Stated task: From the data below, keep only the lines that contain the string "post". Matching is case-sensitive.

(Extracted data entries)
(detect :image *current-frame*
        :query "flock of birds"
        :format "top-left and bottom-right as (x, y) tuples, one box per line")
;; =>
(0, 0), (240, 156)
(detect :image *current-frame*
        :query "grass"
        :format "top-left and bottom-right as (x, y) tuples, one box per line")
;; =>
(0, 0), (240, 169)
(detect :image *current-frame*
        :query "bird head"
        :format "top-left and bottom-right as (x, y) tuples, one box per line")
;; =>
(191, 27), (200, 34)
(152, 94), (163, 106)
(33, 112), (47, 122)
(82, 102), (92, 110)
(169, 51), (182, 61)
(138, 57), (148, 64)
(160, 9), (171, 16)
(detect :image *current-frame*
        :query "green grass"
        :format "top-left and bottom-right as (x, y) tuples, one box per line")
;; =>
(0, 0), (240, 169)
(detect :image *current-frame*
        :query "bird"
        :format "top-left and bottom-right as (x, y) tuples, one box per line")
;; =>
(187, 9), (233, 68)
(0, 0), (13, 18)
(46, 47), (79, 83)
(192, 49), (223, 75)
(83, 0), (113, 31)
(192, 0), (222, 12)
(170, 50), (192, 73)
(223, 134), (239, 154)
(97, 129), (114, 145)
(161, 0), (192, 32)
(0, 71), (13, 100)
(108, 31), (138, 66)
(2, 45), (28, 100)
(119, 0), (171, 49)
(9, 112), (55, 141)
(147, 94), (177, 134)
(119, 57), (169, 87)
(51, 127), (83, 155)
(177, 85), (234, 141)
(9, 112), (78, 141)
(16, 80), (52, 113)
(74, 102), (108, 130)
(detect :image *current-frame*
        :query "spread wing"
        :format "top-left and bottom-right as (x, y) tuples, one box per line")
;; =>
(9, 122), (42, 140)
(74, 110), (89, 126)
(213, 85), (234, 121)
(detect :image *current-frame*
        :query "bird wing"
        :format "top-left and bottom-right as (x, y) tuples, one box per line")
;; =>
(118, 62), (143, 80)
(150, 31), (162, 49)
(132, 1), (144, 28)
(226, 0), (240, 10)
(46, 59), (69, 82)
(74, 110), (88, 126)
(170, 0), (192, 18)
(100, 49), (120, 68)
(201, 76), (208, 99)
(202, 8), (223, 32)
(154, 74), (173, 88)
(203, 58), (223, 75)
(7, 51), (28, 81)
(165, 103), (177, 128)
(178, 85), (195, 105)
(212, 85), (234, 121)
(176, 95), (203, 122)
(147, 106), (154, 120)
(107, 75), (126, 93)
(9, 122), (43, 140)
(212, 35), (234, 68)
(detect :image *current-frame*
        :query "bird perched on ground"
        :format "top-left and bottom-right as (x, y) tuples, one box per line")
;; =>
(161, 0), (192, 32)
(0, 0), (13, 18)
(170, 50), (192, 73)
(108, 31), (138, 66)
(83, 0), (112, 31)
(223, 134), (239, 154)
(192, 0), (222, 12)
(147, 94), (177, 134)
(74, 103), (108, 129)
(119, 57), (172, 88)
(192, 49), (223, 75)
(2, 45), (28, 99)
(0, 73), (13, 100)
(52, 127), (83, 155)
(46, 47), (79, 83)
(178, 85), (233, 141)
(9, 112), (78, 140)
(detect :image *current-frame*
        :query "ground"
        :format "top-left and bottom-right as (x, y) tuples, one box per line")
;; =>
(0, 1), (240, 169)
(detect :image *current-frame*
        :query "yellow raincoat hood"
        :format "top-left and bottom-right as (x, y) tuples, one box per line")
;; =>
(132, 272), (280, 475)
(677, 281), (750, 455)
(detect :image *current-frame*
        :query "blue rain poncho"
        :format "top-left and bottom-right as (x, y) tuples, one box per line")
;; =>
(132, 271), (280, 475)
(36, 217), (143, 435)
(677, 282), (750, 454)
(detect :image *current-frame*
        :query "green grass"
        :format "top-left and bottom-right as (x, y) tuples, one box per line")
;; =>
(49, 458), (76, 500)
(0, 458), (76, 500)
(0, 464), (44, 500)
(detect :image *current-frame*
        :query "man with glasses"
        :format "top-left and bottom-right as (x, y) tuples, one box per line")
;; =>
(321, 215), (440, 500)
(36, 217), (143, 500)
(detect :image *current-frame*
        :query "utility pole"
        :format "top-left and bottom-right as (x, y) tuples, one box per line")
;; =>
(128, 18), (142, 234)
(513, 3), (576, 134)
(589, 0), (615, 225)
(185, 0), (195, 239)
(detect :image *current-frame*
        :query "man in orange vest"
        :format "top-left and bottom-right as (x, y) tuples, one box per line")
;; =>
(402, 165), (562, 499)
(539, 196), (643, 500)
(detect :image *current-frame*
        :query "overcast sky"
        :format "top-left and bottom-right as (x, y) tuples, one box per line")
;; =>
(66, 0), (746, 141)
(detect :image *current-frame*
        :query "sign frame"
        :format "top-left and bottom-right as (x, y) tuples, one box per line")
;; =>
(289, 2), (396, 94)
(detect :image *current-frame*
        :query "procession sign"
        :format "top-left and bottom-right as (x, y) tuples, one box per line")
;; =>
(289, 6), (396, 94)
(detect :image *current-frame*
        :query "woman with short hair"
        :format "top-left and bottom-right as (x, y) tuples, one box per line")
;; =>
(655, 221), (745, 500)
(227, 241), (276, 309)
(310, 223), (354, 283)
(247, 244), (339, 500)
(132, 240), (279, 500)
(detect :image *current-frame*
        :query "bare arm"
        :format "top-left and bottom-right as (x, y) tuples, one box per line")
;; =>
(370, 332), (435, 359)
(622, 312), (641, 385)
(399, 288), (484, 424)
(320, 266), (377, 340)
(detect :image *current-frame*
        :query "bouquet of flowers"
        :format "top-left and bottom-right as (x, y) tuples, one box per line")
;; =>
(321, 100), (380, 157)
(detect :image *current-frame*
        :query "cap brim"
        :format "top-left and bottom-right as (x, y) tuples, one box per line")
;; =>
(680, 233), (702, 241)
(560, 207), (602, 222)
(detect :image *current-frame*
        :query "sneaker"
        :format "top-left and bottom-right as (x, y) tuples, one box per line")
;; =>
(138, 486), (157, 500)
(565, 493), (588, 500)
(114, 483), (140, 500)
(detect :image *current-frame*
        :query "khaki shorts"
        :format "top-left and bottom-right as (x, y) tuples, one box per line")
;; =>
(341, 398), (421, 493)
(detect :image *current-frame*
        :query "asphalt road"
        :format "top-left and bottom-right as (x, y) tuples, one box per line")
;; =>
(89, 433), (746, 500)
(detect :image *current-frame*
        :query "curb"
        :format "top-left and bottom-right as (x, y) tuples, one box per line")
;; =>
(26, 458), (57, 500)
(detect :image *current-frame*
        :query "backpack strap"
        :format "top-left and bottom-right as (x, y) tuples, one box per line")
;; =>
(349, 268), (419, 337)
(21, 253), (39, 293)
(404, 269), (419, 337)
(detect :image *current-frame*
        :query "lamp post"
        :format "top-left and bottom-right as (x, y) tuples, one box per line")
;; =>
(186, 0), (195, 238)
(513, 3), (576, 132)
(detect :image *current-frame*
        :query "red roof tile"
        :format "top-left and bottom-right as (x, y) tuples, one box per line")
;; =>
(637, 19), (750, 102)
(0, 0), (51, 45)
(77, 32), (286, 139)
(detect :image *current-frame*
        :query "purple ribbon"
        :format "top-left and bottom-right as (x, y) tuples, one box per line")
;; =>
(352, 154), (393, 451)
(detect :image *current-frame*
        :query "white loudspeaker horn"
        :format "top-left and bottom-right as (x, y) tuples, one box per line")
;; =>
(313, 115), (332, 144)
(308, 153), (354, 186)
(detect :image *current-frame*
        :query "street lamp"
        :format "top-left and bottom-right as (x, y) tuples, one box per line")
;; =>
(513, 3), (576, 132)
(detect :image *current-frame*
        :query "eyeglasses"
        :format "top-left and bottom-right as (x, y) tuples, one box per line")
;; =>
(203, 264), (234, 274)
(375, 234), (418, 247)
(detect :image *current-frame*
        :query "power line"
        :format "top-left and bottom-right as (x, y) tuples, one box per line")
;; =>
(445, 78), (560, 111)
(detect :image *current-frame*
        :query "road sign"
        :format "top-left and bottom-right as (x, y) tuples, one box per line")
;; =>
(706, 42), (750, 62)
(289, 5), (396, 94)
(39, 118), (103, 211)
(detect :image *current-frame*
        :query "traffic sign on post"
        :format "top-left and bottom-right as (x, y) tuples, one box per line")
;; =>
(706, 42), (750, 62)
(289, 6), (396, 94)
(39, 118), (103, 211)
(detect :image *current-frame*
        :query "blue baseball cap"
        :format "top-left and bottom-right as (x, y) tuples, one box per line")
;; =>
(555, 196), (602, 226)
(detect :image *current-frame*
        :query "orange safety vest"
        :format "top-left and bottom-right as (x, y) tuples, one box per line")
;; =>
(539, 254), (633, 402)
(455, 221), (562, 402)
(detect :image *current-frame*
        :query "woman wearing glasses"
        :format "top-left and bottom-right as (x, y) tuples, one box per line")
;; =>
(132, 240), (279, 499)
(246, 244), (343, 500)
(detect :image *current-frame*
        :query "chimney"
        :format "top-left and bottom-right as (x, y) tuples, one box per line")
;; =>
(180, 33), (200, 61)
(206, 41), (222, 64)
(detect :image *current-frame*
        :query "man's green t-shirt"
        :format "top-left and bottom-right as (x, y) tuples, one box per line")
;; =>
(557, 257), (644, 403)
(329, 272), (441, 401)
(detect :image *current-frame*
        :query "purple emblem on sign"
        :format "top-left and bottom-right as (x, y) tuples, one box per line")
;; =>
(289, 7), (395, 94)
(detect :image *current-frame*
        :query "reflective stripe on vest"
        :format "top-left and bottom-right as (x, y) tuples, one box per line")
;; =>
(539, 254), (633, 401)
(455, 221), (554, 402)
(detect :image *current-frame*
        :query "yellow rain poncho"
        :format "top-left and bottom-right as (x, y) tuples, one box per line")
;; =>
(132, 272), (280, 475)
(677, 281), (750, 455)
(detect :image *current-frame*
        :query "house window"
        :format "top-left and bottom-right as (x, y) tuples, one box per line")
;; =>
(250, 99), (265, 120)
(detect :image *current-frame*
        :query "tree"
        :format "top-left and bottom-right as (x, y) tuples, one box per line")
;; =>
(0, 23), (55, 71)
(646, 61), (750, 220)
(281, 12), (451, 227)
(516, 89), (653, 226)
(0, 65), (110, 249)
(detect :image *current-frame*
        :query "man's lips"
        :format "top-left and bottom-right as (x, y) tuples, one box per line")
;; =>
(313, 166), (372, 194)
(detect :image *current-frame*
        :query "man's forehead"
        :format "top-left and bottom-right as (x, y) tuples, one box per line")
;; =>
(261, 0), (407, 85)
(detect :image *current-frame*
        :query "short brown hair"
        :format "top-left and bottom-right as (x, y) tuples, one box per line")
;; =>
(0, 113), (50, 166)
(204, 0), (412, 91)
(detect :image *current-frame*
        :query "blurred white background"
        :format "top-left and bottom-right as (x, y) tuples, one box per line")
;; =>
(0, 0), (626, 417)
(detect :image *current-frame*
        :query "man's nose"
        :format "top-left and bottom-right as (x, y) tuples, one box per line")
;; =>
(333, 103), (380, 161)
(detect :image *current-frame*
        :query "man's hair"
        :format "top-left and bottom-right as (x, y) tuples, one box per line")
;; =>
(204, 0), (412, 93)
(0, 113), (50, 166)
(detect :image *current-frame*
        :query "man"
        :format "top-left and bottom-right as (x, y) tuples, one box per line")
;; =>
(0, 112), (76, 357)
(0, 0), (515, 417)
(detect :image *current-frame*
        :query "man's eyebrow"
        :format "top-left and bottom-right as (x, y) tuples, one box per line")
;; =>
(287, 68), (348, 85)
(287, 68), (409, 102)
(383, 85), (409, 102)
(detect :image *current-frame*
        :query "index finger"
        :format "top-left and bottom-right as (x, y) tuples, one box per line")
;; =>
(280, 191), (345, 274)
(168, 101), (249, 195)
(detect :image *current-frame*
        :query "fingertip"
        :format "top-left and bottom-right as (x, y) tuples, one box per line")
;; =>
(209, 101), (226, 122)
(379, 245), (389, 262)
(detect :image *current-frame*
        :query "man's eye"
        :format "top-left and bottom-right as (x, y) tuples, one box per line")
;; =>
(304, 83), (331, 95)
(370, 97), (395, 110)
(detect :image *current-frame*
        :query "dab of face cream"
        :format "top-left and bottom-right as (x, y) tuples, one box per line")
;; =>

Correct result:
        :query "lamp post"
        :query "traffic sign on post"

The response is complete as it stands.